## Provided data
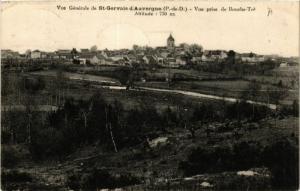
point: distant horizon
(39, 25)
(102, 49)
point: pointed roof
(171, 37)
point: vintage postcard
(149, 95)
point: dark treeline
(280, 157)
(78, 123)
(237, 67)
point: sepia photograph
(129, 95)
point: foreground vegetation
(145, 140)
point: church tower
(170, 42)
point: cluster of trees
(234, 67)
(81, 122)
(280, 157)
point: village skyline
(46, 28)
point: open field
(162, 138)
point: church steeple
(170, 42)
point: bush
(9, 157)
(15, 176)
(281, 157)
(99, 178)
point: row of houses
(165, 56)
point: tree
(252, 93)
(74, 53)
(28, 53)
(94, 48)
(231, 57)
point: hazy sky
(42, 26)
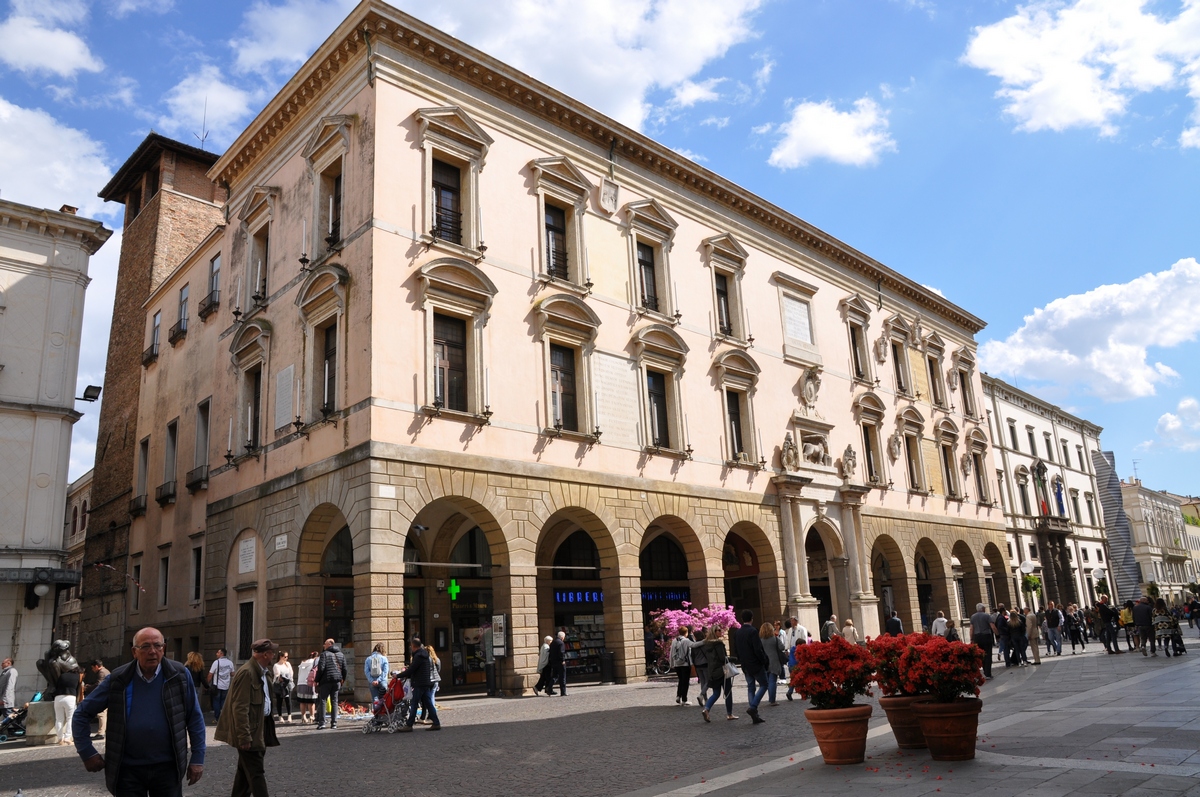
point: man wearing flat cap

## Work to be completed
Each entry above is to be restated exactly, without its images.

## Solution to this problem
point: distant horizon
(39, 25)
(102, 49)
point: pointed roof
(171, 37)
point: vintage postcard
(149, 95)
point: dark treeline
(280, 157)
(78, 123)
(237, 67)
point: sepia photograph
(129, 95)
point: foreground vegetation
(145, 140)
point: church tower
(170, 42)
point: cluster of trees
(234, 67)
(81, 122)
(280, 157)
point: village skyline
(46, 28)
point: open field
(162, 138)
point: church steeple
(170, 42)
point: bush
(9, 157)
(15, 176)
(281, 157)
(99, 178)
point: row of houses
(165, 56)
point: tree
(252, 93)
(74, 53)
(28, 53)
(94, 48)
(231, 57)
point: hazy sky
(42, 26)
point: man wearing flat cap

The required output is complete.